--- Information ---

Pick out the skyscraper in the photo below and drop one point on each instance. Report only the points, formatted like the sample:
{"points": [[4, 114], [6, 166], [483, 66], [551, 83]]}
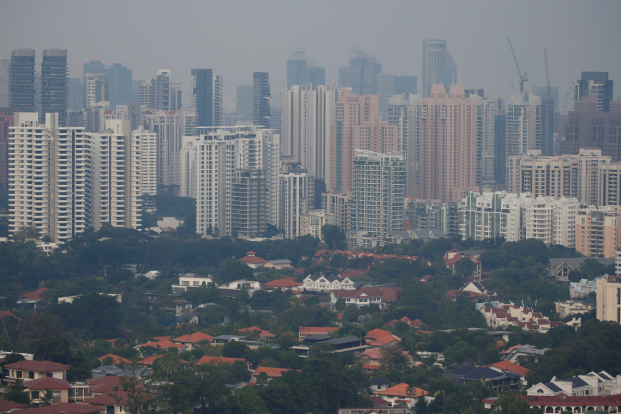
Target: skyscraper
{"points": [[357, 125], [261, 99], [595, 84], [202, 96], [438, 66], [301, 71], [119, 84], [22, 80], [54, 84], [245, 101], [362, 73], [446, 159]]}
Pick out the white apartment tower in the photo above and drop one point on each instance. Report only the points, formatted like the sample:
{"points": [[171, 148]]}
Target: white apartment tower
{"points": [[220, 153], [116, 180], [378, 192], [307, 118], [49, 177]]}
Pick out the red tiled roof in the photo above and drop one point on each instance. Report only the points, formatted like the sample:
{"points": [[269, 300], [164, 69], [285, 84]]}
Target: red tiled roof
{"points": [[48, 383], [510, 366], [38, 366], [34, 295], [271, 372], [282, 283], [194, 338], [219, 360], [162, 345], [400, 390], [309, 330], [10, 405], [115, 359]]}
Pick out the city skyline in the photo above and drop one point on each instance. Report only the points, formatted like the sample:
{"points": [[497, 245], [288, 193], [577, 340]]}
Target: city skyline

---

▶ _Exercise aim_
Please return the records above exactly as written, dropping every picture.

▶ _Output of the exercise_
Pick out the skyscraper in the photo below and drop one point on each instance. Report only the points, formatted like the sample:
{"points": [[4, 114], [6, 166], [483, 66], [551, 83]]}
Target: skyscraper
{"points": [[357, 125], [261, 99], [595, 84], [202, 96], [438, 66], [301, 71], [119, 84], [22, 80], [54, 84], [245, 101], [362, 73], [446, 159]]}
Pick out the white apartment tower in the photo above and drop one point on each instance. Report only the points, formatted like the sample:
{"points": [[171, 148]]}
Target: white apartment tower
{"points": [[220, 153], [116, 180], [378, 192], [307, 118], [49, 177]]}
Pick out the red tiled roof in the photo above and drop one point on each instance. Report only the points, formatted like the sample:
{"points": [[269, 300], [164, 69], [285, 84]]}
Target: red tiled roof
{"points": [[48, 383], [510, 366], [38, 366], [34, 295], [271, 372], [282, 283], [194, 338], [219, 360], [162, 345], [400, 390], [309, 330], [10, 405], [115, 359]]}
Pick out the city skyline in the photo above and drop one point on each instance. Report only the points, formatted like the sample:
{"points": [[497, 245], [288, 193], [577, 340]]}
Target: city skyline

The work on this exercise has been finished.